## Document text
━━━━━━━━━━━━━━━━━━━━
How I Lost My Belly Button and Found Myself

by Diann Logan

Pub Date: July 15th, 2015
ISBN: 978-0-9863812-4-9
Publisher: BookBaby

An amusing collection of commentaries about coming to terms with aging and change.

Logan (Designs in Patchwork, 1987) delivers an assortment of breezy observations of the ordinary that gradually reveal more difficult meaning-of-life questions. She begins her musings by literally studying her own navel. Her once perfectly formed “in-ey” that sat in the middle of a flat stomach, she says, is now an ugly “out-ey,” deformed by surgery and age: “it looks like a damn elephant trunk.” It is, as it turns out, just the last straw in a series of accumulating, irksome indignities, all of which lead her to the greater issue she’s facing: “What is my place at this age?” Logan is an articulate writer with a delightfully sharp wit that’s directed as often against herself as against society at large, and she writes as if engaged in conversation with a close friend. Each chapter begins with a memory or reflection that, at first, seems unrelated to the topic at hand: her childhood days at the swimming pool or her observation that her husband has had a mysterious, late-in-life growth spurt. Then her thoughts take deft turns, and the connections become obvious: her time in the sun led to two basal cell carcinomas, and she discovered that she’d become half an inch shorter than she was a year before. At times, she can be poignantly philosophical, as when she tries to remember the last time she made a call from a phone booth. Why is it, she asks, that we can remember all the firsts but not the lasts? It’s because we usually don’t know the lasts will be the lasts, she says; we don’t think them important enough to record them in our mental data banks. Her advice? Embrace the moment one is in. Logan’s work will resonate primarily with her contemporaries, as she captures a recognizable cultural past and offers inspiration for moving forward, but younger women who are willing to risk a peek into the future will also find it useful.

An upbeat guide for navigating an inevitable path.
━━━━━━━━━━━━━━━━━━━━
## Data extract
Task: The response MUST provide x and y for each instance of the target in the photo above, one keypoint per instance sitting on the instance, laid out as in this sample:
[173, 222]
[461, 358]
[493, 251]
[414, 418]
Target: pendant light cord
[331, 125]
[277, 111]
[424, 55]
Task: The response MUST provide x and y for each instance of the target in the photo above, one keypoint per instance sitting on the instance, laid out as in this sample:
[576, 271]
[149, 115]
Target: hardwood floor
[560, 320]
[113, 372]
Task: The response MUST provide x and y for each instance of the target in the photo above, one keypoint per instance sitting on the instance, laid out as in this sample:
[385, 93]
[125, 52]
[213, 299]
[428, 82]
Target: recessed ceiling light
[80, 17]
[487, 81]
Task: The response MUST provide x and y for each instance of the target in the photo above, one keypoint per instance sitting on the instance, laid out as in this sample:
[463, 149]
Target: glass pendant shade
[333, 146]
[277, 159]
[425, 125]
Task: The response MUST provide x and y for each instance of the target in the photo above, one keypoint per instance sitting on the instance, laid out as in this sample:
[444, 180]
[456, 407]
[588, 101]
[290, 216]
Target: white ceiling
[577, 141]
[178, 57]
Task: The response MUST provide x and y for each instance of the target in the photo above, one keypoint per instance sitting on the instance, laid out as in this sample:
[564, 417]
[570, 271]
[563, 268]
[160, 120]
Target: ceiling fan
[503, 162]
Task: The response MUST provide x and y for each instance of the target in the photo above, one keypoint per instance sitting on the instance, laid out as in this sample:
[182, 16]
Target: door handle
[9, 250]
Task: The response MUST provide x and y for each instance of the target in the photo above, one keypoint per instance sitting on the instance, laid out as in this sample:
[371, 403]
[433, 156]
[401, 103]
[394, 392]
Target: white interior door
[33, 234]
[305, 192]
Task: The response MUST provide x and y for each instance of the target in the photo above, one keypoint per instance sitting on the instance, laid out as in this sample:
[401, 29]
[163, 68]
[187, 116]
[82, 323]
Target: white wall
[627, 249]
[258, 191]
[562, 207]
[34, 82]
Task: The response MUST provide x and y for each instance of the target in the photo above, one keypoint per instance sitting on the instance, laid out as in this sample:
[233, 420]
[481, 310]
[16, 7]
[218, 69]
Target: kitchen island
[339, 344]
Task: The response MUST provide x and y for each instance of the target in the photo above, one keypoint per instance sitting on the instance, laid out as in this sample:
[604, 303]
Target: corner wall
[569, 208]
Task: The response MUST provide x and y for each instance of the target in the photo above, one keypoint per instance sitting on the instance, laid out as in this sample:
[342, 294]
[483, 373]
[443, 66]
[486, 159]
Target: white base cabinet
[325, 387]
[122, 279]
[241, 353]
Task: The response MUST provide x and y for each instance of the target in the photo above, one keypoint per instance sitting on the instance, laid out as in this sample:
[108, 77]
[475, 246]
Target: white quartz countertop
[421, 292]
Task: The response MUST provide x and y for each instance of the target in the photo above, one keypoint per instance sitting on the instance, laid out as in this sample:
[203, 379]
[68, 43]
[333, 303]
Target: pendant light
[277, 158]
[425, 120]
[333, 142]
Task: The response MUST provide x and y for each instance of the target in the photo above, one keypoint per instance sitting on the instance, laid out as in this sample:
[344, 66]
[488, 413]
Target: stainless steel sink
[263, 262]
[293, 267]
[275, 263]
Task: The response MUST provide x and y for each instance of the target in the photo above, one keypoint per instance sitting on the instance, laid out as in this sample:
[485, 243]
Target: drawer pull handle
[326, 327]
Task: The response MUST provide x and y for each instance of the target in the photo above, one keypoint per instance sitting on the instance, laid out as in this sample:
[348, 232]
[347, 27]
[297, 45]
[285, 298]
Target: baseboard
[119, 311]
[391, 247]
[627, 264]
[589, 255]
━━━━━━━━━━━━━━━━━━━━
## The problem
Extract everything in the book review from "by Diann Logan" down to "aging and change.". The entries come from a separate source and are unrelated to the book review.

## Exercise output
by Diann Logan

Pub Date: July 15th, 2015
ISBN: 978-0-9863812-4-9
Publisher: BookBaby

An amusing collection of commentaries about coming to terms with aging and change.